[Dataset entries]
****************

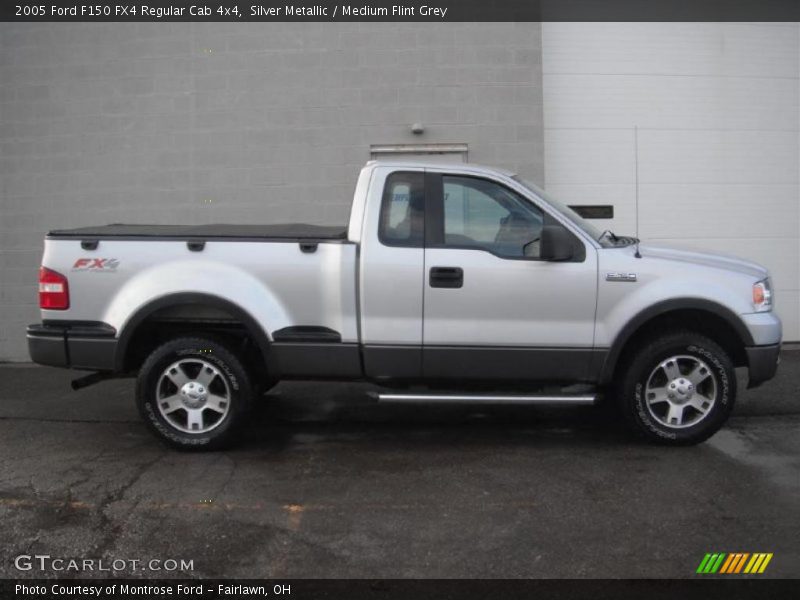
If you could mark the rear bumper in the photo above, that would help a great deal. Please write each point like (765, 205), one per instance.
(762, 362)
(76, 345)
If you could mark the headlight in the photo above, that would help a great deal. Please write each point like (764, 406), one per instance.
(762, 295)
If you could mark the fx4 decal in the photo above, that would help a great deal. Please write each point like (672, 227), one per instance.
(96, 264)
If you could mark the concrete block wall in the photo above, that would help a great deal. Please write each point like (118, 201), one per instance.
(216, 122)
(691, 131)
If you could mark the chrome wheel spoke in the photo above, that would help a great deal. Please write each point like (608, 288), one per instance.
(170, 404)
(177, 376)
(217, 403)
(675, 414)
(194, 419)
(700, 404)
(699, 374)
(671, 368)
(656, 395)
(206, 375)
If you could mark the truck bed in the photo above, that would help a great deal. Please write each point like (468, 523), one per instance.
(280, 231)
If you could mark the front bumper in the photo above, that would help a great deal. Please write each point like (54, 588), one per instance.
(762, 362)
(77, 345)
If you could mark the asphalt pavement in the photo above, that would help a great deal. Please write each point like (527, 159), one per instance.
(328, 484)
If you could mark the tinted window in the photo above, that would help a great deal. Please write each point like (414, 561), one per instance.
(483, 214)
(401, 222)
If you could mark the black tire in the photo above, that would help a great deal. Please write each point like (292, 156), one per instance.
(229, 380)
(650, 416)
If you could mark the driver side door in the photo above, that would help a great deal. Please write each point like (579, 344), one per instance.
(492, 309)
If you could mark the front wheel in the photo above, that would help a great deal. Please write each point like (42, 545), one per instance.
(194, 393)
(679, 389)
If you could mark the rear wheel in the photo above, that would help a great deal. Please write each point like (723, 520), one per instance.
(194, 393)
(679, 389)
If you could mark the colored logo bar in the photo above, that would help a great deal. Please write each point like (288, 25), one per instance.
(734, 562)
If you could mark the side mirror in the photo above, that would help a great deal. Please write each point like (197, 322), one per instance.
(556, 244)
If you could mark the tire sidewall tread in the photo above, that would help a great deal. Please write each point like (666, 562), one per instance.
(630, 392)
(214, 352)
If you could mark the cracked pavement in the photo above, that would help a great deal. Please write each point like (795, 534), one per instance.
(328, 484)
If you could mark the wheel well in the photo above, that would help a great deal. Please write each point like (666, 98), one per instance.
(192, 319)
(701, 321)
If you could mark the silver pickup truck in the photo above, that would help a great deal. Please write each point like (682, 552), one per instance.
(451, 283)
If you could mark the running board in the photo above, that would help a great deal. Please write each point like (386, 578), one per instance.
(581, 400)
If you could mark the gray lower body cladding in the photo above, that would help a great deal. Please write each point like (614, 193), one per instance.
(90, 346)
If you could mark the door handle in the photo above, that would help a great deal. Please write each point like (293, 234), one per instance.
(448, 277)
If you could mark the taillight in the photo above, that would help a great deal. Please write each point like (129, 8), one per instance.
(53, 290)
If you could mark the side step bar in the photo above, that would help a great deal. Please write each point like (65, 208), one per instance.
(580, 400)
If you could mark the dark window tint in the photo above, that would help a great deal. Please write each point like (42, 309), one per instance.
(483, 214)
(402, 209)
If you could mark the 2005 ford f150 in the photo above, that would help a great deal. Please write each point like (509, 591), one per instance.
(450, 283)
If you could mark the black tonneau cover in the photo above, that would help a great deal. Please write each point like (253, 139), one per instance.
(285, 231)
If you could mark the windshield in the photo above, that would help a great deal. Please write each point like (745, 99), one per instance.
(595, 233)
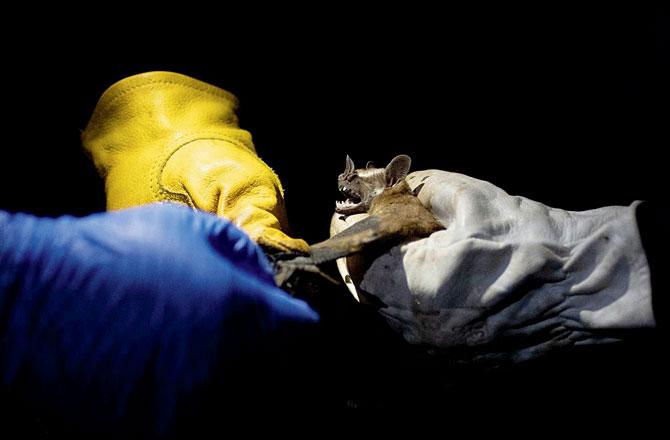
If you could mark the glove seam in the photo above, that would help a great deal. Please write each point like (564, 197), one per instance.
(158, 166)
(110, 96)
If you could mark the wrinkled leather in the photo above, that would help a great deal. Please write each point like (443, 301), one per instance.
(162, 136)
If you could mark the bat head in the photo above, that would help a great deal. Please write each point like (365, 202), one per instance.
(361, 186)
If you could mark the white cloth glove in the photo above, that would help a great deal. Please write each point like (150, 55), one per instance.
(510, 274)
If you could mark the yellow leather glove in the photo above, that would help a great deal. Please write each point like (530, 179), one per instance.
(162, 136)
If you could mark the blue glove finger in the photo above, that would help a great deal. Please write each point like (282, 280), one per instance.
(131, 309)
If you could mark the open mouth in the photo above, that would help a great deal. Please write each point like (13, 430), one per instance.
(351, 201)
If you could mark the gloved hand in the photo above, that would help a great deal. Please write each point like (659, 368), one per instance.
(130, 314)
(510, 274)
(162, 136)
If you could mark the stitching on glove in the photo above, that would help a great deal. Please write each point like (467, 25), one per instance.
(191, 83)
(162, 193)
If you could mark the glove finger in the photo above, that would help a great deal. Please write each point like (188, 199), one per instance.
(288, 308)
(235, 245)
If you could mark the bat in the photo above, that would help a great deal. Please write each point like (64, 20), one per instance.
(395, 216)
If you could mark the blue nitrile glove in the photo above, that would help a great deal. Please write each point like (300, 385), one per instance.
(130, 311)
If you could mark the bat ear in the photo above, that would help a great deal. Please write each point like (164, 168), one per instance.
(397, 169)
(349, 167)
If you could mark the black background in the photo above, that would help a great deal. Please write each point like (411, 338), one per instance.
(568, 107)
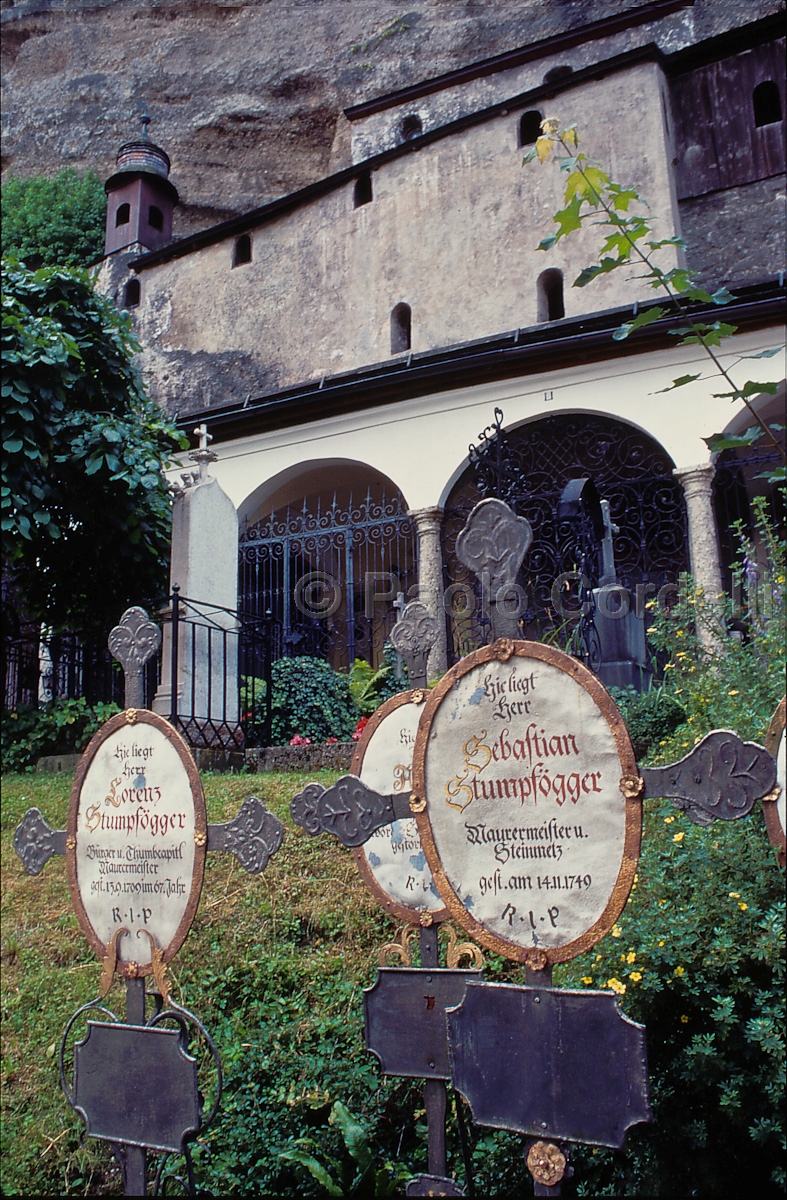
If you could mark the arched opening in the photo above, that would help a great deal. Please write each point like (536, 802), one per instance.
(767, 103)
(326, 555)
(630, 469)
(131, 294)
(550, 295)
(362, 192)
(242, 250)
(401, 328)
(529, 127)
(410, 127)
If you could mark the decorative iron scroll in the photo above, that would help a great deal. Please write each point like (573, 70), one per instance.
(36, 843)
(497, 474)
(349, 810)
(719, 780)
(413, 637)
(253, 835)
(133, 641)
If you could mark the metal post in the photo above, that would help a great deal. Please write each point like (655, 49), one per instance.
(434, 1097)
(136, 1168)
(540, 979)
(173, 665)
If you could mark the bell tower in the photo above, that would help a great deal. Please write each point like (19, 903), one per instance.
(139, 197)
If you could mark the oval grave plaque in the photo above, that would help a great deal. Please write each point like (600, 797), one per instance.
(392, 862)
(530, 822)
(775, 810)
(136, 840)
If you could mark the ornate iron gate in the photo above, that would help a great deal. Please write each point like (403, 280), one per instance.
(324, 579)
(629, 468)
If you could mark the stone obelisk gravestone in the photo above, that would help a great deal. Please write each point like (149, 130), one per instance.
(134, 850)
(204, 569)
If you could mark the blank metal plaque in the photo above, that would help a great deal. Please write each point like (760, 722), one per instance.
(404, 1018)
(136, 1085)
(550, 1062)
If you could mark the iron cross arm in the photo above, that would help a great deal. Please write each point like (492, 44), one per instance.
(719, 780)
(348, 809)
(253, 837)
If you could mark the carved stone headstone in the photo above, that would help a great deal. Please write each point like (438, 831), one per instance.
(493, 544)
(413, 637)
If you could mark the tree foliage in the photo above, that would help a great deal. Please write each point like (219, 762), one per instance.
(590, 195)
(54, 222)
(85, 508)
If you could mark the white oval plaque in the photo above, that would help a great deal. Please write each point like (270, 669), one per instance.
(530, 826)
(392, 862)
(136, 840)
(774, 810)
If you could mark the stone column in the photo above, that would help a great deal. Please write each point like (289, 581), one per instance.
(703, 541)
(428, 523)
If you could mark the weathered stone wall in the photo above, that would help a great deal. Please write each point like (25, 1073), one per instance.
(738, 235)
(451, 231)
(246, 96)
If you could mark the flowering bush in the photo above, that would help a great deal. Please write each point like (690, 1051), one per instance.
(698, 953)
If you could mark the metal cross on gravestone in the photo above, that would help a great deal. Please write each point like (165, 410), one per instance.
(134, 850)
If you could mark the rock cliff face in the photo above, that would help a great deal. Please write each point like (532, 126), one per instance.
(246, 95)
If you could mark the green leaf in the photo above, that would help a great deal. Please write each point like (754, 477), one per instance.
(646, 317)
(316, 1169)
(680, 382)
(733, 441)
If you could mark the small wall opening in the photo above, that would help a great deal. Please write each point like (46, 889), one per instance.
(410, 127)
(550, 295)
(529, 127)
(767, 103)
(558, 73)
(401, 328)
(131, 294)
(362, 193)
(242, 250)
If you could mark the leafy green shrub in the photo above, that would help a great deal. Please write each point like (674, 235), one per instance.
(311, 700)
(62, 726)
(54, 222)
(650, 717)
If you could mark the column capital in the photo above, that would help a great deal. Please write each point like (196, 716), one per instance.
(427, 519)
(696, 479)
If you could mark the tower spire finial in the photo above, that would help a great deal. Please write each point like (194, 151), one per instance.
(144, 118)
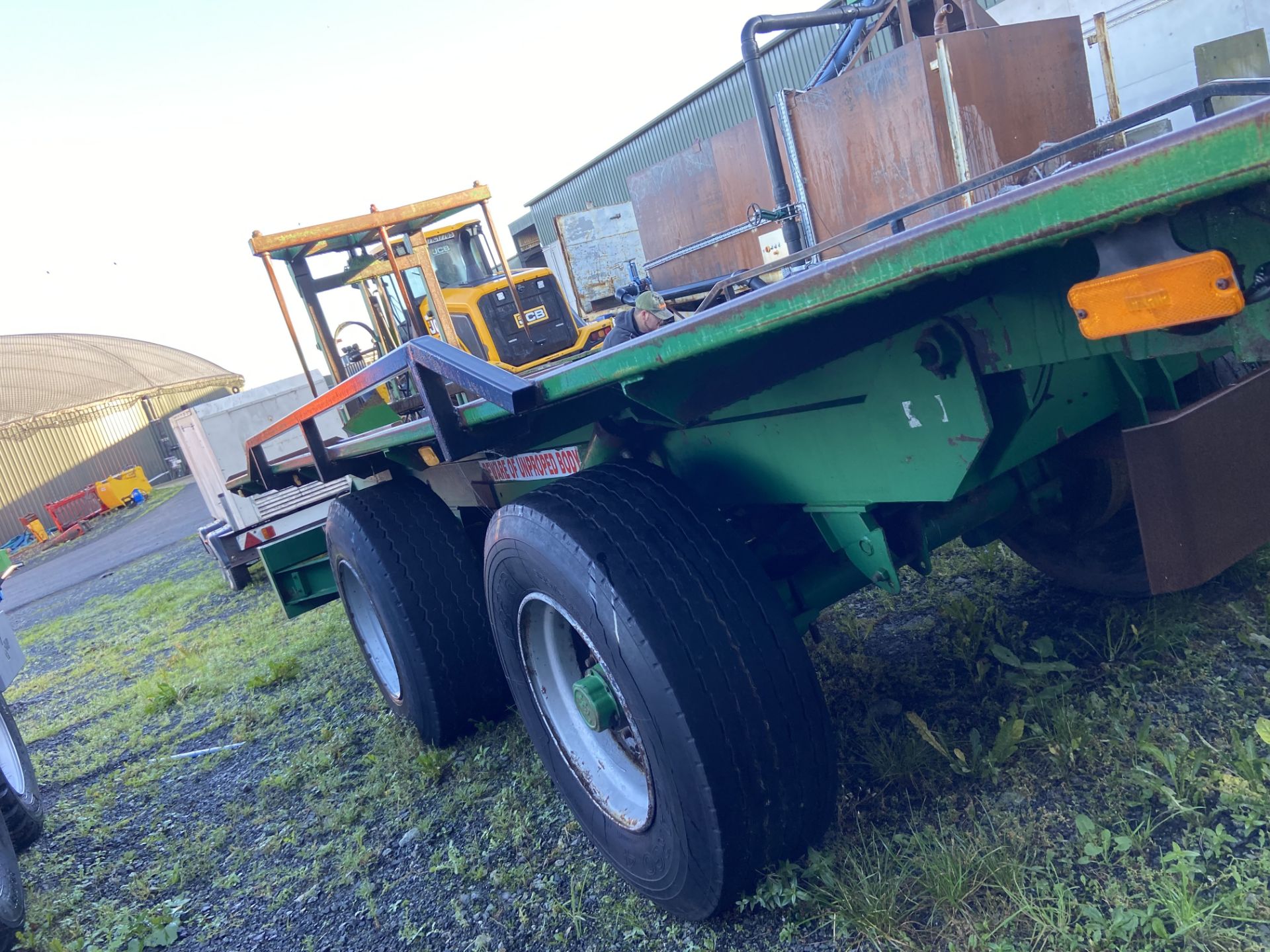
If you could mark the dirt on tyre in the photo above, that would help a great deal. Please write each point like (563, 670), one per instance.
(21, 801)
(662, 683)
(411, 582)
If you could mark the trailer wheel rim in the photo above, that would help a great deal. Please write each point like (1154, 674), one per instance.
(611, 766)
(370, 629)
(11, 764)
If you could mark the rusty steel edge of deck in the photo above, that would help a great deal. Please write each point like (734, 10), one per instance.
(1220, 155)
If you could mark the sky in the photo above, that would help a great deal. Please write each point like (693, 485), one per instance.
(143, 143)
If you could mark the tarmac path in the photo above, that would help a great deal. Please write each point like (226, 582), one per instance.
(171, 521)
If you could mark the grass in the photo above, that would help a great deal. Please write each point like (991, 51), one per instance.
(1021, 768)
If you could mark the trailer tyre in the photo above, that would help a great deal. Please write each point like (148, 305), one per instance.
(21, 801)
(662, 683)
(13, 900)
(411, 583)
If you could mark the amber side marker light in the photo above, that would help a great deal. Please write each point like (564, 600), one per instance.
(1184, 291)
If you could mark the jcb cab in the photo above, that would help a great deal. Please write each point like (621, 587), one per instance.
(486, 321)
(455, 292)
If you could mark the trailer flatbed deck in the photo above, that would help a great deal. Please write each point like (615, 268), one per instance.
(630, 546)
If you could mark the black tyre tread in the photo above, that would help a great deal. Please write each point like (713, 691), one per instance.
(790, 672)
(781, 778)
(418, 539)
(23, 816)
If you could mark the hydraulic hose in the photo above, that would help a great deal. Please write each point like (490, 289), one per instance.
(749, 56)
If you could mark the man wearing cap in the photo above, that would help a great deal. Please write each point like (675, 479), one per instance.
(648, 314)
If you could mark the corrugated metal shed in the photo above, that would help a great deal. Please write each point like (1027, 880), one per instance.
(77, 408)
(789, 61)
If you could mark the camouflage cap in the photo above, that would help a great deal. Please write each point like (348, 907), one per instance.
(654, 303)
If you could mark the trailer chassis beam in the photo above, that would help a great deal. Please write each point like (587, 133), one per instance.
(431, 364)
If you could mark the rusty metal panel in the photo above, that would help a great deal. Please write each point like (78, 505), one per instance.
(789, 61)
(700, 192)
(873, 140)
(597, 243)
(1199, 484)
(868, 143)
(1016, 87)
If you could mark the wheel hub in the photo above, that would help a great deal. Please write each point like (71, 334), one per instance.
(583, 710)
(595, 701)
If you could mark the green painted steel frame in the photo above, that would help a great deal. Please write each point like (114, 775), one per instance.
(300, 571)
(1218, 157)
(931, 367)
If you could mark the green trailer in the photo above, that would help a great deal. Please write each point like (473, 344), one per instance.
(632, 546)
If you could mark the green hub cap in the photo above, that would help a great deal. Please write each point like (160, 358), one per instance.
(595, 702)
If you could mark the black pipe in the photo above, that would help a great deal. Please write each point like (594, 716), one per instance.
(626, 294)
(767, 23)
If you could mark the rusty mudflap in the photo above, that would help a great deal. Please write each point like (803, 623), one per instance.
(1201, 484)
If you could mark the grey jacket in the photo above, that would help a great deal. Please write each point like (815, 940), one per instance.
(624, 329)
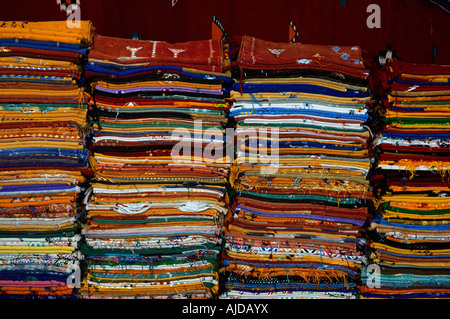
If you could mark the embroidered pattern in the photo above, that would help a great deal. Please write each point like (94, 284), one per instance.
(276, 52)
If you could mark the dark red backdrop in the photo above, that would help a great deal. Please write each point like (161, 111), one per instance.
(409, 26)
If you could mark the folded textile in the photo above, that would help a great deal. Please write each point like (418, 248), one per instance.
(300, 179)
(158, 192)
(44, 162)
(408, 246)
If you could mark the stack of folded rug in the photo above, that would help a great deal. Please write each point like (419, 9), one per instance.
(160, 168)
(410, 248)
(300, 177)
(43, 158)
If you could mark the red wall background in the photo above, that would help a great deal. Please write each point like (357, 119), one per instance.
(408, 25)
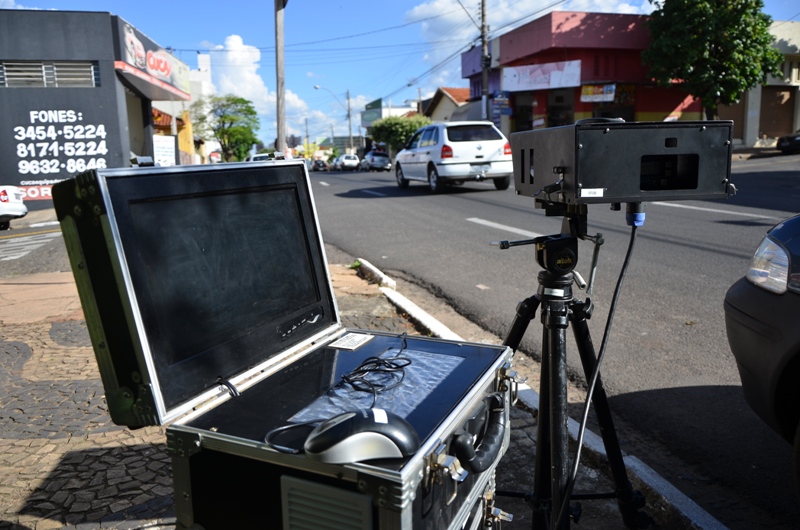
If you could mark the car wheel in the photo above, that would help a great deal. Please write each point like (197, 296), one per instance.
(502, 183)
(436, 184)
(402, 182)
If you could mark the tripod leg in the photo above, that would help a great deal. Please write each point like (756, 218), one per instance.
(526, 310)
(629, 501)
(556, 322)
(541, 472)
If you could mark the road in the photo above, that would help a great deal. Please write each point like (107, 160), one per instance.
(672, 382)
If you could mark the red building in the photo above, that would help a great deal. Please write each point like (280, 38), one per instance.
(566, 66)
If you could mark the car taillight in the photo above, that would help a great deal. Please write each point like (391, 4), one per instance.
(769, 268)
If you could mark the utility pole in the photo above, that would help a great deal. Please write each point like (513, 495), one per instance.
(350, 121)
(280, 144)
(486, 62)
(306, 146)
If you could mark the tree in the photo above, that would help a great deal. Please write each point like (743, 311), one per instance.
(395, 131)
(714, 49)
(231, 120)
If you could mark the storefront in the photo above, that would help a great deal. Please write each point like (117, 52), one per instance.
(78, 96)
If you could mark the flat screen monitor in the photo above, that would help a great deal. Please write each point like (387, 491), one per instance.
(226, 266)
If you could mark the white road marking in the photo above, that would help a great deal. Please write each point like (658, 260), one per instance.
(505, 228)
(20, 246)
(713, 210)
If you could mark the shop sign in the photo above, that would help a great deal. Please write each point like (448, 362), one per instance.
(53, 144)
(598, 93)
(164, 150)
(153, 70)
(562, 74)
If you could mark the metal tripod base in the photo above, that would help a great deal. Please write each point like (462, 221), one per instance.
(558, 310)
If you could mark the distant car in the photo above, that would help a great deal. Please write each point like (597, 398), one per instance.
(376, 161)
(348, 162)
(12, 205)
(789, 143)
(319, 165)
(455, 152)
(762, 311)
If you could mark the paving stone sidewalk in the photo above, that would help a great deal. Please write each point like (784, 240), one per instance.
(63, 464)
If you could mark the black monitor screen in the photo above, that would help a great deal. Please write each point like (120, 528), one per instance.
(226, 268)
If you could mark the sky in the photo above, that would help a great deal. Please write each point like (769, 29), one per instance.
(397, 50)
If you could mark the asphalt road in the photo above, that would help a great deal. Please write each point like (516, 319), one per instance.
(672, 381)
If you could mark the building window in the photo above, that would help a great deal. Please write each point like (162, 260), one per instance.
(49, 74)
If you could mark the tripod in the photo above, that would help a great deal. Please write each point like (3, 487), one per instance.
(558, 256)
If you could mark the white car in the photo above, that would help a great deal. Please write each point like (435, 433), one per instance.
(12, 205)
(453, 153)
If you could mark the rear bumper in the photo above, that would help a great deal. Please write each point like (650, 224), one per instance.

****************

Short task: Reproduce the records above exactly, starting with the line that contains "If you could mark the metal tripod" and ending with the last line.

Expected answer:
If you could mark the metal tripod base in the photo above, that would help a great deal. Please write each point like (462, 221), one per instance.
(558, 310)
If you could mark the distant car in the photo above, that would help a great deal. Please write each point like (597, 398), one per instance.
(376, 161)
(348, 162)
(12, 205)
(789, 143)
(319, 165)
(455, 152)
(762, 311)
If you could mark the paving stone sidewalk in the photo above, that would help a great deal. Please write each point like (784, 240), one per instance.
(63, 464)
If you could mark the black monitor screen in the photo above, that would help a great deal. Please write each point like (120, 528), one per instance.
(226, 268)
If you could mark the sky in the photo above, that would help a great deal. Please write each point like (769, 29), one per instance.
(397, 50)
If you could mark the asphalt road in the photo above, that would help a great deal. Please write each point like (516, 319), one per instance.
(672, 381)
If you could mark the building window in the photo above, that would help a great deal. Please write each point like (162, 260), one per instance.
(49, 74)
If you could mark the tripod in the photo above, that would help a great deal. Please write each point like (3, 487), one per instance.
(558, 256)
If you could mark the white car in the photo above, that would help a great deal. Please write each point like (435, 433), one per instance.
(12, 205)
(453, 153)
If you could mark the rear bumper in the photo above, that would help a great deal. Please write each point like (650, 224), one per instance.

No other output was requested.